BEGIN
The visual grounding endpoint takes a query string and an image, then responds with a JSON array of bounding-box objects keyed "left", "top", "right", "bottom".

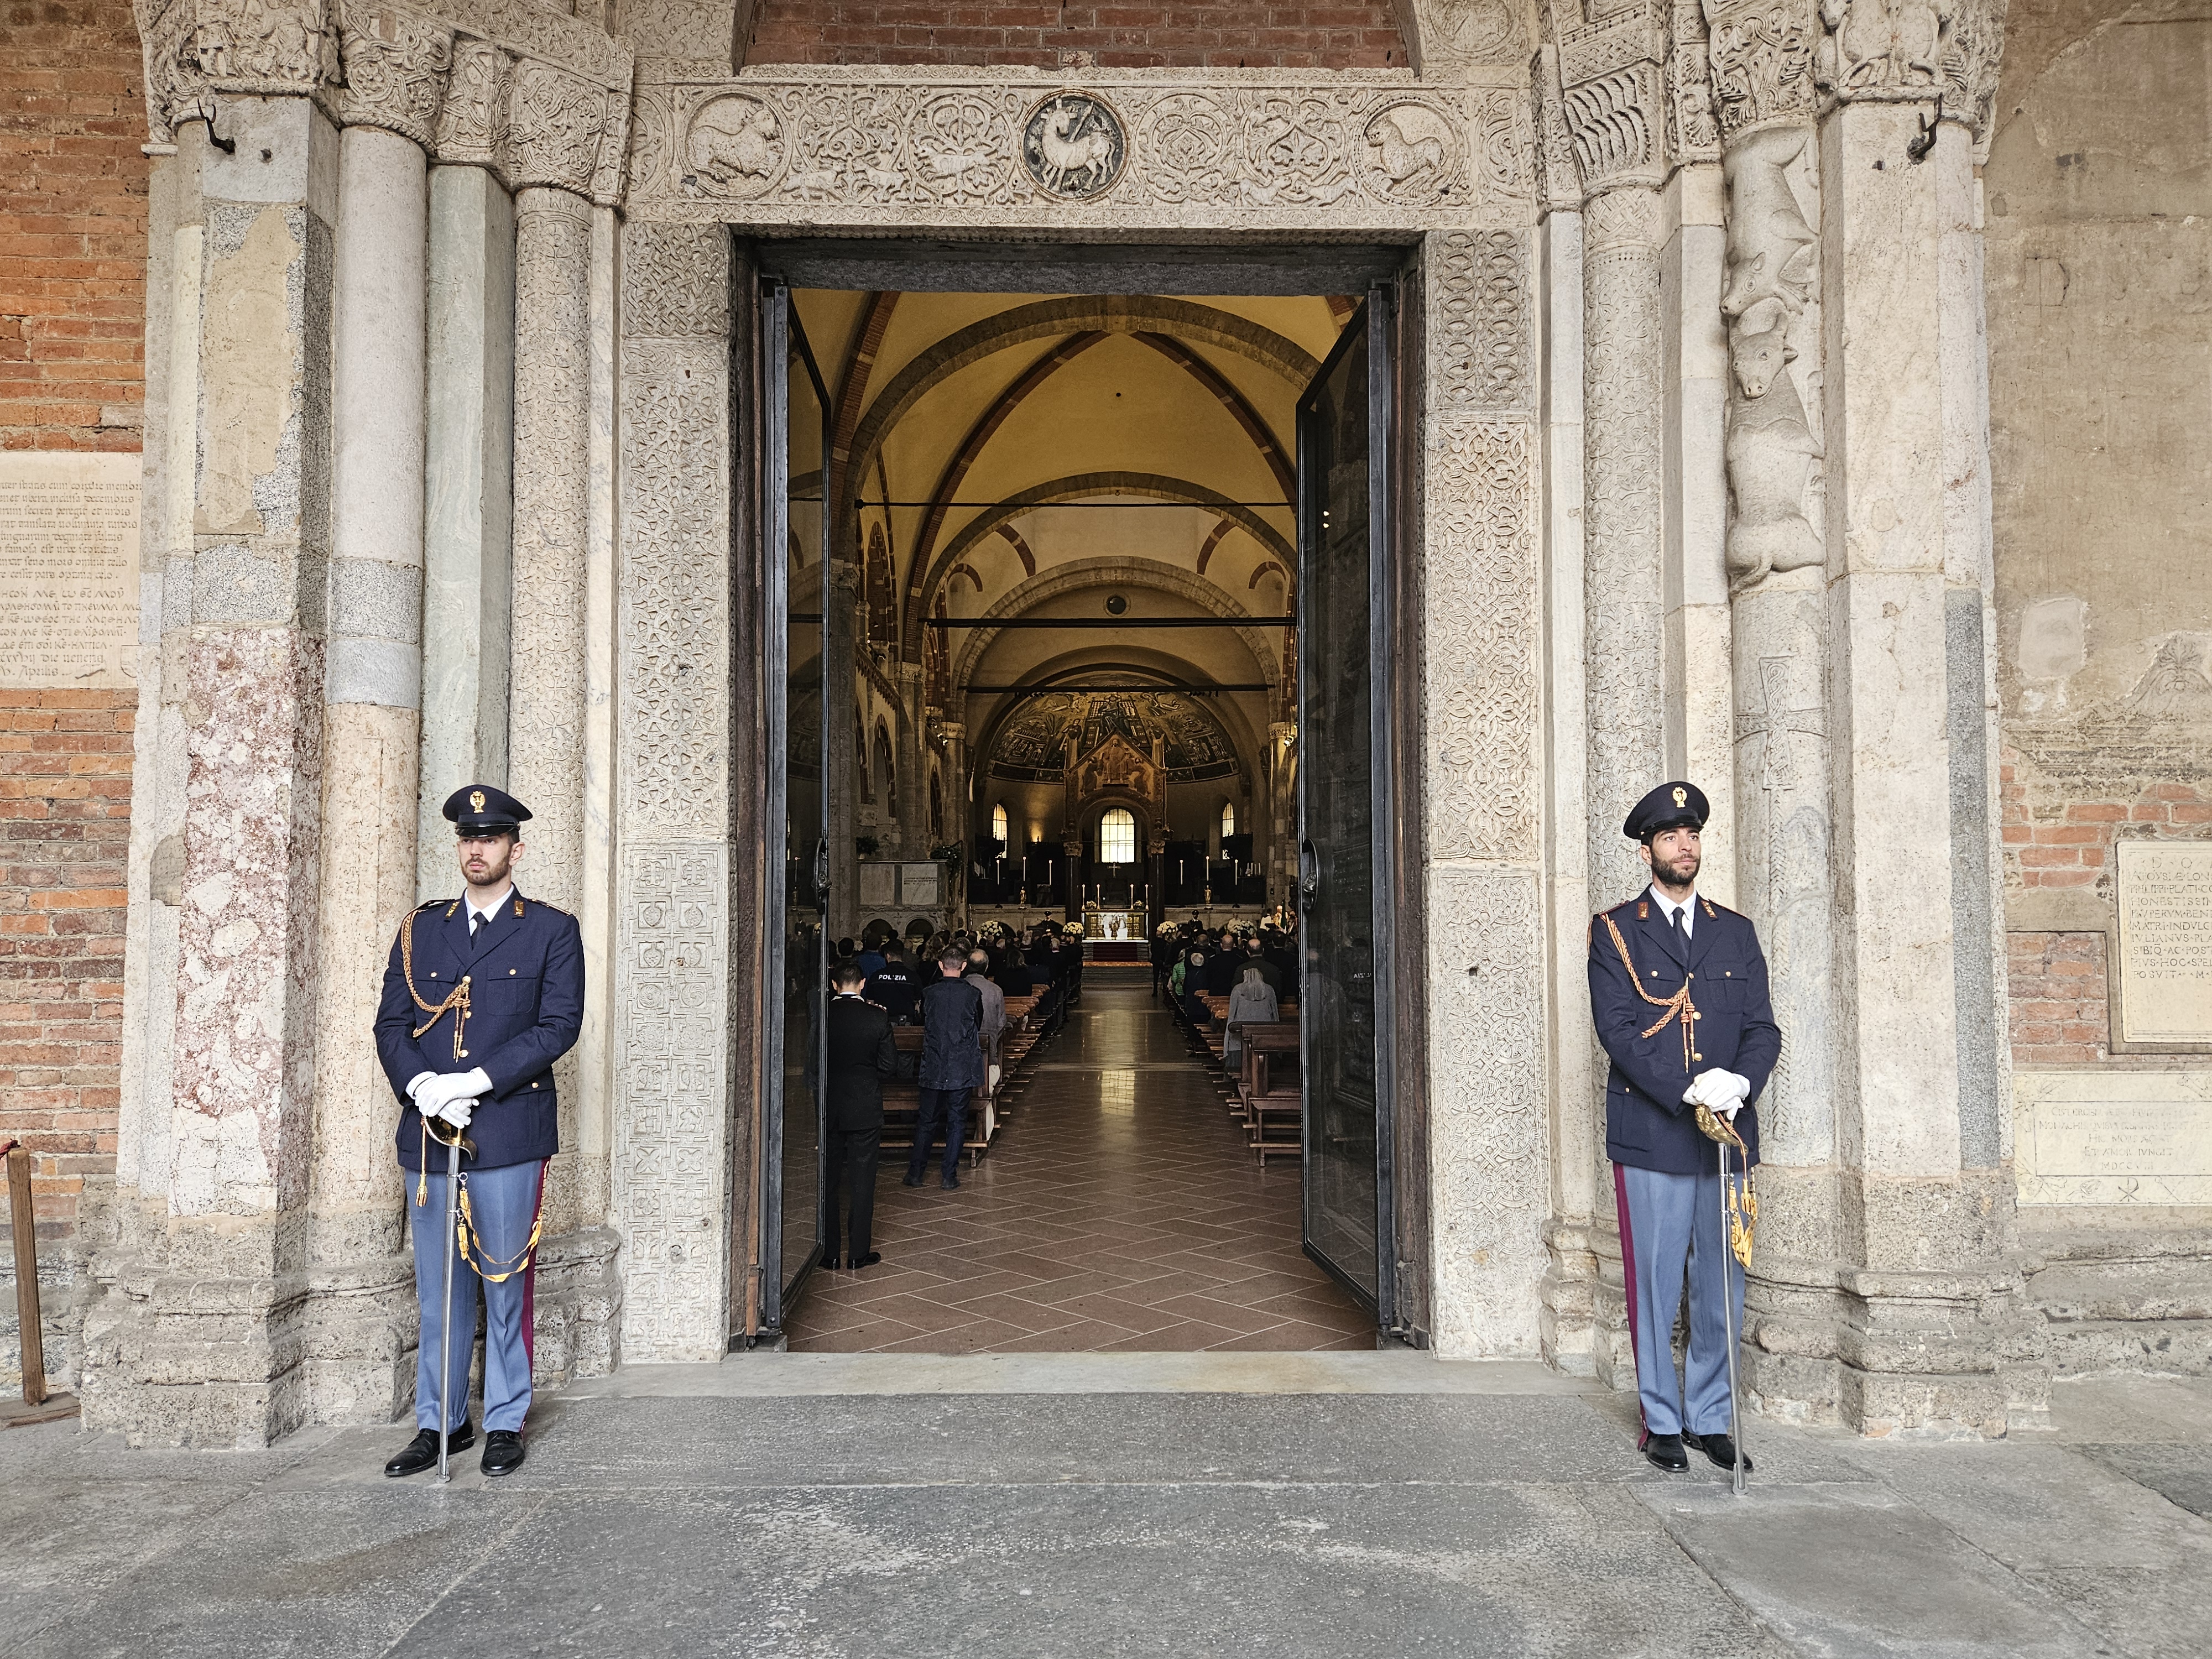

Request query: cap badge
[
  {"left": 470, "top": 790, "right": 485, "bottom": 812},
  {"left": 1672, "top": 786, "right": 1687, "bottom": 808}
]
END
Write the listing out exactly, apart from its pictures.

The visual grounding endpoint takes a query string and an image, then responds with a JSON array of bounding-box objects keyed "left", "top", "right", "bottom".


Request query: cap badge
[
  {"left": 470, "top": 790, "right": 485, "bottom": 812},
  {"left": 1672, "top": 786, "right": 1687, "bottom": 808}
]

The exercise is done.